# Noob Info On Coils



## vaalboy (28/11/13)

After reading numerous threads here, I notice that coil resistance is one of the key factors to enjoying a good vape and getting the most out of your eliquid. 

When browsing the online stores for coils, it appears that most places supply coils with standard resistance (either 1.8 or 2.2) appear to be the norm, yet I see members quoting resistance values of their coils at numbers lower that 1.8.

So my questions, and please excuse my ignorance:

Is coil resistance really so key, or is it more for the connoisseur? 
How do you reduce the resistance? Is it a quite technical modification?
What are the implication of using the incorrect resistance coil with a higher/lower voltage setting?
Would adjusting just the wattage dial resolve any resistance/voltage mismatch?


----------



## CraftyZA (28/11/13)

Coil resistance is a personal thing.
Some people like warmer vapes, and other cooler. Or it can depend on juice.
Fruity flavours I prefer cool. Dessert, and tobacco flavours I prefer nice and hot.
It has it's limits though.
If you go too low, you will burn your juice. (unless you have a decent wicking system in place)
If you go too high, you will not taste anything. So it is all about balance.
You can modify coils like the kanger coils, and it is not that hard to do. However, it is better to get a dripper, or rebuildable atty for custom coils.

Reactions: Like 2


----------



## Andre (28/11/13)

As Crafty said. On your last question - Most of the store bought coils have a recommended volt/watt maximum on their products. I have gone beyond that, but not by too far. If you give it too much power you could damage the coil.

Reactions: Like 1


----------



## vaalboy (28/11/13)

Thanks for the feedback, as I'm sure you have noticed I have a slight OCD trait and can see myself having hours and hours of frustrating fun experimenting left, right and centre........but luckily it appears I am not alone here

Reactions: Like 2


----------



## Derick (28/11/13)

* * * * * * *

■ Directions:
1. Using the coil thread above, decide whether each statement agrees with it: (a) CraftyZA prefers fruity flavours cool; (b) Andre says he has never gone past a coil's recommended maximum; (c) CraftyZA calls modifying Kanger coils very difficult. Give yes or no for each, with the deciding words quoted from the thread.
2. Write the next part of the coil thread, picking up after its final line.

■ Image object location entries:
* * * * * * *

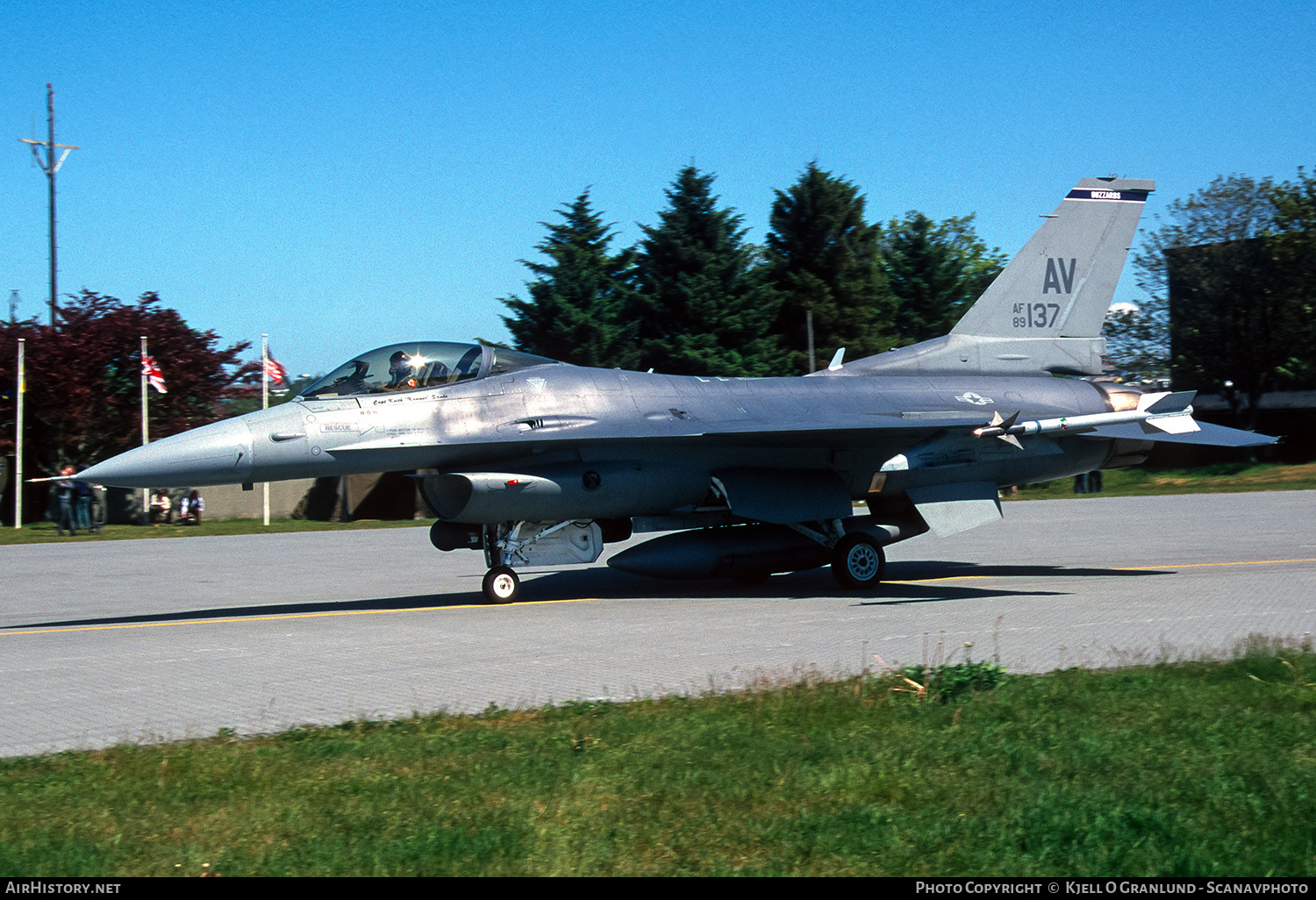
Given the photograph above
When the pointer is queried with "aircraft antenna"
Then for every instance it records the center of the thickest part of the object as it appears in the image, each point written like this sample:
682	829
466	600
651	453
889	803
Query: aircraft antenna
808	326
50	166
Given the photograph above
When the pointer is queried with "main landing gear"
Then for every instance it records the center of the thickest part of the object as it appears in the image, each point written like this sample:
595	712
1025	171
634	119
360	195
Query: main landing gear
858	562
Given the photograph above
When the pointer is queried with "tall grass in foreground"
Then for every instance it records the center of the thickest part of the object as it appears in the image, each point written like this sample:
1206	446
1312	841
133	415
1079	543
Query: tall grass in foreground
1187	768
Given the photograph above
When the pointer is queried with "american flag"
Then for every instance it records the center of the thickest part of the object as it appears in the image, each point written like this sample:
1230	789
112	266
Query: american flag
153	374
275	371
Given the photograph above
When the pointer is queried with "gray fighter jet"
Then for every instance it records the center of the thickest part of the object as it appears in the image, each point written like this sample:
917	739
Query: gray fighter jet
536	462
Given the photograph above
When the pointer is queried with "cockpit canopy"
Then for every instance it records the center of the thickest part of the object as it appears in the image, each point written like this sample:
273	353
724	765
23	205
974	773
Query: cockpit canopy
418	365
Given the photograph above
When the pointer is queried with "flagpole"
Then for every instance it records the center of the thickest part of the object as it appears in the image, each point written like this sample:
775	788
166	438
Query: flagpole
265	404
18	442
147	508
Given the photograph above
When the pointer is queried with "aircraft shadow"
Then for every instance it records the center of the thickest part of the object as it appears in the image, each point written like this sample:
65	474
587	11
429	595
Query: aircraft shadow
907	582
383	604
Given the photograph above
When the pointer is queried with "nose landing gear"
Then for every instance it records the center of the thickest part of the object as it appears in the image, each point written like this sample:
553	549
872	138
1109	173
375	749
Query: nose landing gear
502	584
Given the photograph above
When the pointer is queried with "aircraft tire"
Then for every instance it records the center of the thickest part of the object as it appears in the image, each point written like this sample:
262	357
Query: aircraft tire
858	562
502	584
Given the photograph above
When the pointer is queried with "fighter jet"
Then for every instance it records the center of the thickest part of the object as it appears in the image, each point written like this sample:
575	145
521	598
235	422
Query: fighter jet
534	462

* * * * * * *

■ Answers to the exercises:
1.
(a) Yes: "Fruity flavours I prefer cool."
(b) No: "I have gone beyond that, but not by too far."
(c) No: "You can modify coils like the kanger coils, and it is not that hard to do."

2.
vaalboy said:


> Thanks for the feedback, as I'm sure you have noticed I have a slight OCD trait and can see myself having hours and hours of frustrating fun experimenting left, right and centre........but luckily it appears I am not alone here


 
Definitely not!

Reactions: Like 2


----------



## Andre (28/11/13)

That's no joke, for sure!

Reactions: Like 2


----------



## Silver (28/11/13)

Thats what makes this forum so great. Lots of enthusiasts, sharing info and ideas about one topic.
Super fantastic forum Gizmo! Thanks for creating it
And thanks to all of you for your ongoing contributions and photos

I actually now look at and check up on this forum before FB or Twitter 
Its addictive, maybe I'm getting some nicotine through the keyboard, LOL

Reactions: Like 3


----------



## Stroodlepuff (28/11/13)

Silver1 said:


> Thats what makes this forum so great. Lots of enthusiasts, sharing info and ideas about one topic.
> Super fantastic forum Gizmo! Thanks for creating it
> And thanks to all of you for your ongoing contributions and photos
> 
> ...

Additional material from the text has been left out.